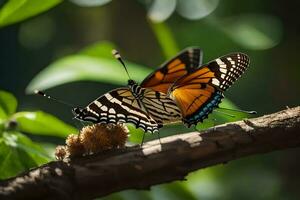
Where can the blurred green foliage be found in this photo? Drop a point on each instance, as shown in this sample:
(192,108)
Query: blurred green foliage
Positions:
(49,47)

---

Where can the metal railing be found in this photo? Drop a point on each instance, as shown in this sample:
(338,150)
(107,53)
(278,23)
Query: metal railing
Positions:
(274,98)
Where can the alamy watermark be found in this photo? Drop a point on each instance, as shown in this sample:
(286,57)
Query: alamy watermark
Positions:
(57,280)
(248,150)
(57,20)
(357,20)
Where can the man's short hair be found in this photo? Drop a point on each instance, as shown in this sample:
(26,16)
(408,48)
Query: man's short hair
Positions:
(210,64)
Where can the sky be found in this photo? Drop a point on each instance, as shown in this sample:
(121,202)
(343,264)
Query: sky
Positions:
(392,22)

▶ **Task brief**
Pull out every line of the records that contains the word "green", and list those lines in their original order.

▶ **Solution to the problem**
Where can the blurred green foliage be found in this photo? Drop a point on each instance, as shown in this sample:
Query: blurred green foliage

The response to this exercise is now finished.